GIVEN TASK >> Find "Target: rock face" in the data, then restate the line it sits in and every later line word for word, ending with the last line.

DATASET ROWS >>
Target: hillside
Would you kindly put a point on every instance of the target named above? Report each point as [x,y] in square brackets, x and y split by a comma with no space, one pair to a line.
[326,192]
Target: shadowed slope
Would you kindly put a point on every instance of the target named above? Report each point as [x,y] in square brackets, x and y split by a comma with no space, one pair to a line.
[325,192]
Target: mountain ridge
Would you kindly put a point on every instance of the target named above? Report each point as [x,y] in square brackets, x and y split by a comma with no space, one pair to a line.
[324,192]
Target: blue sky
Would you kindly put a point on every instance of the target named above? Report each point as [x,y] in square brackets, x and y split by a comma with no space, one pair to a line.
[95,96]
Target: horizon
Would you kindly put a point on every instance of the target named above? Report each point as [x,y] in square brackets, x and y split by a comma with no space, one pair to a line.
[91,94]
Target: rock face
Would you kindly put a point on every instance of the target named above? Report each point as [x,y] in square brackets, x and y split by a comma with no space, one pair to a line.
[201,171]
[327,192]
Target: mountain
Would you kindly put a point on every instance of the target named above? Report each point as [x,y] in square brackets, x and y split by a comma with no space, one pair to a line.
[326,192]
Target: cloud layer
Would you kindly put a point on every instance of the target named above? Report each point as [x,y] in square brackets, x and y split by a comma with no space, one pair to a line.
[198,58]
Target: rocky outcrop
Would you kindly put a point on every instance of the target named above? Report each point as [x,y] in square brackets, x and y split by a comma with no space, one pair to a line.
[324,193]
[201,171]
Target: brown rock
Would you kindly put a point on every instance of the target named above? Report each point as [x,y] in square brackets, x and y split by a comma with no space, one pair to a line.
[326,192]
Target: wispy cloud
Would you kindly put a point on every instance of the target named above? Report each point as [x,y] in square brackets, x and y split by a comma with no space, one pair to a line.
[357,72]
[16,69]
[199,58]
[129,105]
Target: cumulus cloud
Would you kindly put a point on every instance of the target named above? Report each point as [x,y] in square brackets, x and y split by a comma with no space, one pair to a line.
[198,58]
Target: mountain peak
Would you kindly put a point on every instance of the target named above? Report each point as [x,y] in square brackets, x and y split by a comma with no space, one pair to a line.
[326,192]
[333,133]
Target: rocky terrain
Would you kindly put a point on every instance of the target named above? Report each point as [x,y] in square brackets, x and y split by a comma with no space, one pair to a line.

COMPLETED TASK >>
Target: rock face
Would you kindly put a point on every instance of the target named above? Report each point as [x,y] in square brackets, x and y split by a comma with no space, one pair to a line.
[201,171]
[327,192]
Target: mountain
Would you kindly put a point on every instance of the target named above? Report each point as [x,y] in square brackets, x and y split by a comma with no space, one pair to a line.
[326,192]
Target: cloud layer
Would you kindly put a point on every instance of the target named above? Report each point as [x,y] in square brackets, x and y split by a comma with no space, one pair to a line.
[198,58]
Target: rocky outcrop
Would you kindly put a point on every instance of the target named above? Report each point as [x,y] in square brackets, x and y split by a comma with no space, one pair to a line.
[324,193]
[201,171]
Target: brown rock
Would you kindly put a point on every instance of the target named above? Report each point as [x,y] in square brackets, x and y split by a comma with no space, one pair to a line.
[326,192]
Target: wispy cloud
Would you kindly put a point on every instance of the target named above? Report each point as [x,y] in square brackets, x and y split by a comma with no space, one pair to a line.
[357,72]
[16,69]
[199,58]
[129,105]
Target: cumulus cloud
Would you kindly put a point on every instance of the target named above? Report each point as [x,y] in square brackets, x and y split by a comma with no space, one pair to a line.
[198,58]
Target: mountain peak
Would you kindly put a point on every instance of the target named above? Report each point as [x,y] in square brackets, x and y split by a comma with no space, one pair to a line.
[326,192]
[333,133]
Target: rocky terrain
Would you kindly put a point on every instance of the target named above? Report each point as [x,y] in square brackets, x and y split by a comma with no space, one pair to a line.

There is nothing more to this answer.